# Goal:
Can you copy out the records below with every "grass" changed to "turf" and nothing else altered? Leave the pictures out of your answer.

[start Material for this exercise]

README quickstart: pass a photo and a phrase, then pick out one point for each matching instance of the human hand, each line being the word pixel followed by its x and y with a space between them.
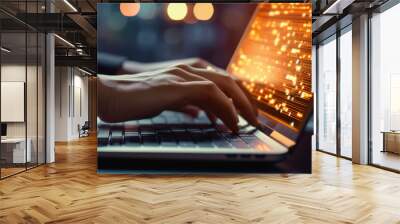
pixel 178 88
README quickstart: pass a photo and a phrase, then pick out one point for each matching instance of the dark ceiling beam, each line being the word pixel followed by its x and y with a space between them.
pixel 89 30
pixel 78 61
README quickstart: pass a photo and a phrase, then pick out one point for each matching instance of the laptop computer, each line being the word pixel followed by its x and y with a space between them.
pixel 273 63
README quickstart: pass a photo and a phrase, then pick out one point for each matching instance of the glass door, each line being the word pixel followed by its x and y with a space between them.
pixel 326 94
pixel 385 89
pixel 346 95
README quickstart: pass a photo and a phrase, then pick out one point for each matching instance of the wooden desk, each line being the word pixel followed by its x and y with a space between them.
pixel 391 141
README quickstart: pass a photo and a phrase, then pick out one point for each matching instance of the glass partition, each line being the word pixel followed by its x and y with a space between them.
pixel 22 90
pixel 385 89
pixel 346 93
pixel 327 96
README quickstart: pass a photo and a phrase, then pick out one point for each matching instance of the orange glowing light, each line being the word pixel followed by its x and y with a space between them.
pixel 129 9
pixel 177 11
pixel 279 80
pixel 203 11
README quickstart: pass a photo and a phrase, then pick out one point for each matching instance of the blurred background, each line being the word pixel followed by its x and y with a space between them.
pixel 150 32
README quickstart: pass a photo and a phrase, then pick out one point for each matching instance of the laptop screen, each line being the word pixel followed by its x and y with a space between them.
pixel 273 62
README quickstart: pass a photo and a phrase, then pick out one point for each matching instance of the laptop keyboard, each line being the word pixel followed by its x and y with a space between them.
pixel 171 129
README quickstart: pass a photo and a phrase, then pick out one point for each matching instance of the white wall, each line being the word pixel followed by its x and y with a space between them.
pixel 70 83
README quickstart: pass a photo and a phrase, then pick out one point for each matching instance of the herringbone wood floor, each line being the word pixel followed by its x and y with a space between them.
pixel 70 191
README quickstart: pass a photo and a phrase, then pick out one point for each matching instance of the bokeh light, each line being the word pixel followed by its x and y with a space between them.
pixel 148 11
pixel 177 11
pixel 203 11
pixel 129 9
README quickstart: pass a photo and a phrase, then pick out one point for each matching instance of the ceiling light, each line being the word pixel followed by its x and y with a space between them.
pixel 177 11
pixel 129 9
pixel 65 41
pixel 203 11
pixel 84 71
pixel 5 50
pixel 70 5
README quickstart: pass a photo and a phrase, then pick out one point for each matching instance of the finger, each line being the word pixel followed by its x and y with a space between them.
pixel 211 117
pixel 210 98
pixel 231 89
pixel 190 110
pixel 248 95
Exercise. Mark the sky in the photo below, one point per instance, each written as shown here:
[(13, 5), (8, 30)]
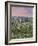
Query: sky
[(21, 11)]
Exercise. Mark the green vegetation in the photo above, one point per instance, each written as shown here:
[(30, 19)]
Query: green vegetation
[(21, 30)]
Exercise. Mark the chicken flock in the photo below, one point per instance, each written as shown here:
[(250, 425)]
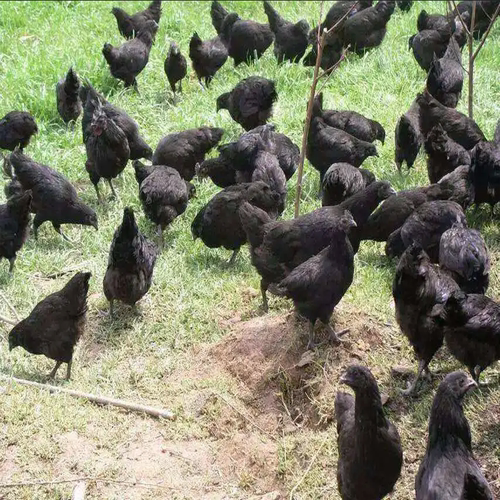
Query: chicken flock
[(443, 266)]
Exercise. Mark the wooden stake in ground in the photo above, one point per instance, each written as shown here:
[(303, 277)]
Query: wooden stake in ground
[(470, 41), (320, 46), (149, 410)]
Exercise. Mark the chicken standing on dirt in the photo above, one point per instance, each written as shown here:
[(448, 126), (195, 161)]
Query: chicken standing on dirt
[(69, 103), (250, 103), (449, 468), (54, 198), (14, 230), (130, 266), (370, 451), (290, 40), (317, 285), (463, 253), (129, 26), (128, 60), (218, 223), (417, 288), (163, 193), (55, 324), (183, 150), (107, 147), (472, 330), (207, 57), (245, 40), (175, 67), (16, 129)]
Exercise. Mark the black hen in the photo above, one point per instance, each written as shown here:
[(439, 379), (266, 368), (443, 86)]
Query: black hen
[(16, 129), (317, 285), (428, 44), (290, 40), (218, 13), (137, 145), (163, 193), (250, 103), (327, 145), (425, 227), (449, 470), (417, 288), (370, 451), (54, 198), (14, 221), (245, 40), (183, 150), (218, 223), (408, 138), (459, 127), (472, 330), (107, 147), (367, 29), (446, 76), (175, 67), (69, 103), (353, 123), (342, 181), (130, 26), (463, 253), (207, 56), (128, 60), (55, 324), (131, 262)]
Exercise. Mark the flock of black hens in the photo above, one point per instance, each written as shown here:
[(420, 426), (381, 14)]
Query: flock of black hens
[(443, 268)]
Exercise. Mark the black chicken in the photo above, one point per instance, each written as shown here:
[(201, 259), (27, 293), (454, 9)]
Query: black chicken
[(55, 324), (128, 60), (370, 451), (443, 154), (163, 193), (366, 29), (446, 76), (16, 129), (14, 222), (183, 150), (69, 103), (353, 123), (54, 198), (449, 468), (428, 44), (250, 103), (218, 223), (131, 262), (317, 285), (137, 145), (245, 40), (207, 56), (175, 67), (408, 138), (472, 330), (417, 288), (463, 253), (425, 227), (459, 127), (130, 26), (290, 40), (341, 181), (106, 144)]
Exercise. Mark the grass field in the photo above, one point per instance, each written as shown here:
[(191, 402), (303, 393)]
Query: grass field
[(249, 420)]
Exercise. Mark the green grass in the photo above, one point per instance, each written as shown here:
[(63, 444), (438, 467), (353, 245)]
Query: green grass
[(161, 357)]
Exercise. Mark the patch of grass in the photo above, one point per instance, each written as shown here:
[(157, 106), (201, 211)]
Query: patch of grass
[(195, 297)]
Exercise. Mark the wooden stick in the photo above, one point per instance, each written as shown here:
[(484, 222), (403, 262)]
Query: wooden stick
[(154, 412), (11, 307)]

[end Material for this exercise]

# Expected output:
README quickstart: pass a photo and a phrase, then pick out one point for each matching instance of the human hand, each line being the word pixel followed by its x and y with a space between them.
pixel 178 88
README quickstart: pass a photo and a phrase, then pick out one point for each matching instance of the dark ceiling beam, each line being the word pixel followed by its x and y with a space between them.
pixel 89 30
pixel 78 61
README quickstart: pass a photo and a phrase, then pick out one point for each matching instance of the laptop computer, each line being the word pixel followed by its x and y with a space between them.
pixel 273 63
README quickstart: pass a photo and a phrase, then pick out one point for each matching instance of the glass door, each line being the word pixel followed by its x and y with a space between them.
pixel 326 94
pixel 385 89
pixel 346 95
README quickstart: pass a photo and a phrase, then pick out one point for each matching instance of the wooden desk, each line being the word pixel followed by its x and y with a space between them.
pixel 391 141
README quickstart: pass a photo and a phrase, then pick out one point for each matching instance of the glass partition, each line being the word pixel followed by its x and y with a space between them.
pixel 22 90
pixel 385 89
pixel 346 93
pixel 327 96
README quickstart: pass a photo and a phrase, then pick out one point for each matching instance of the orange glowing light, each line being the word pixel followed by its x and y with a space between them.
pixel 129 9
pixel 177 11
pixel 279 80
pixel 203 11
README quickstart: pass a photo and a phrase, then pick out one point for each matching instance of the blurred background, each line being the word pixel followed by its x and y with a space between them.
pixel 150 32
README quickstart: pass a photo and a phrase, then pick out one point for each matching instance of the laptop screen, each line being the word pixel followed by its x and y with a space between them.
pixel 273 62
README quickstart: pass a photo and a phrase, then pick out one point for each matching instance of the laptop keyboard, each line being the word pixel followed by its x and y with a space between them.
pixel 171 129
README quickstart: pass a photo and a phrase, then pick out one point for each matching instance of the white wall, each line being the word pixel followed by its x and y with a space between them.
pixel 70 83
README quickstart: pass a photo and a phrase, then pick out one point for each matching instance of the herringbone wood floor, each line being the word pixel followed by its x and y with a space between them.
pixel 70 191
README quickstart: pass a photo and a phrase, then pick out one point for each matching instance of the bokeh light, each line being the word pixel followed by its x and y with a space between them.
pixel 148 11
pixel 177 11
pixel 203 11
pixel 129 9
README quickstart: pass a photo and a phrase, then pick out one point for each matching instance of the ceiling light, each line being the word pixel followed by its x and y with a space between them.
pixel 177 11
pixel 129 9
pixel 65 41
pixel 203 11
pixel 84 71
pixel 5 50
pixel 70 5
README quickstart: pass a photo and a phrase, then pick out one point for each matching instance of the finger, each line being the word pixel followed by its x and y with a space between them.
pixel 211 117
pixel 210 98
pixel 231 89
pixel 190 110
pixel 248 95
Exercise. Mark the sky in the photo below, one point per instance, each written as shown here:
[(13, 5), (8, 30)]
Query: sky
[(21, 11)]
Exercise. Mark the green vegetation in the photo above, one point per instance, each written as shown here:
[(30, 19)]
Query: green vegetation
[(21, 30)]
Exercise. Mark the chicken flock in the photo below, one point per instance, each written as shown here:
[(250, 425)]
Query: chicken flock
[(443, 266)]
Exercise. Mark the wooden stake in ground in the photo above, one point per instance, each written as shown here:
[(303, 277)]
Query: wooden stake in ground
[(470, 41), (320, 46), (149, 410)]
Exercise. Mark the chicken standing on dirt in the photo above, one point per instance, each written as shown here:
[(448, 126), (195, 161)]
Query: chicken standing on dirt
[(69, 103), (250, 103), (449, 468), (54, 198), (14, 230), (130, 266), (370, 451), (290, 40), (317, 285), (463, 253), (129, 26), (128, 60), (218, 223), (417, 288), (163, 193), (55, 324), (183, 150), (107, 147), (472, 330), (207, 57), (245, 40), (175, 67), (16, 129)]
Exercise. Mark the black hen in the photo above, one point per instance, each written as shown here:
[(439, 379), (266, 368), (443, 86)]
Query: black hen
[(16, 129), (317, 285), (428, 44), (290, 40), (218, 13), (137, 145), (163, 193), (250, 103), (327, 145), (425, 227), (449, 470), (417, 288), (370, 451), (54, 198), (14, 221), (245, 40), (183, 150), (218, 223), (408, 138), (459, 127), (472, 330), (107, 147), (367, 29), (446, 76), (175, 67), (69, 103), (353, 123), (342, 181), (130, 26), (463, 253), (207, 56), (128, 60), (55, 324), (131, 262)]
Exercise. Mark the flock of black hens in the photo above, one point per instance, each written as shown here:
[(420, 426), (381, 14)]
Query: flock of black hens
[(443, 268)]
Exercise. Mark the black chicken in the photo above, one point per instance, each written as shown here:
[(201, 259), (27, 293), (454, 9)]
Query: black chicken
[(55, 324), (128, 60), (370, 451), (443, 154), (163, 193), (366, 29), (446, 76), (16, 129), (14, 222), (183, 150), (69, 103), (353, 123), (54, 198), (449, 468), (428, 44), (250, 103), (218, 223), (131, 262), (317, 285), (137, 145), (245, 40), (207, 56), (175, 67), (408, 138), (472, 330), (417, 288), (463, 253), (425, 227), (459, 127), (130, 26), (290, 40), (341, 181), (106, 144)]
Exercise. Mark the turf field in the photo above, one point per instance, each written as shown here:
[(191, 402), (303, 393)]
Query: turf field
[(249, 420)]
Exercise. Mark the green turf in the photo above, one point per instance, each written as shown here:
[(63, 444), (438, 467), (353, 245)]
Query: green turf
[(161, 357)]
Exercise. Mark the patch of turf in the photo above, one point per instance, each written as shown here:
[(157, 106), (201, 211)]
Query: patch of turf
[(195, 297)]
Exercise. Mark the wooden stick in the photo above, one point per instance, each written as shown here:
[(484, 222), (403, 262)]
Query: wooden stick
[(154, 412), (11, 307)]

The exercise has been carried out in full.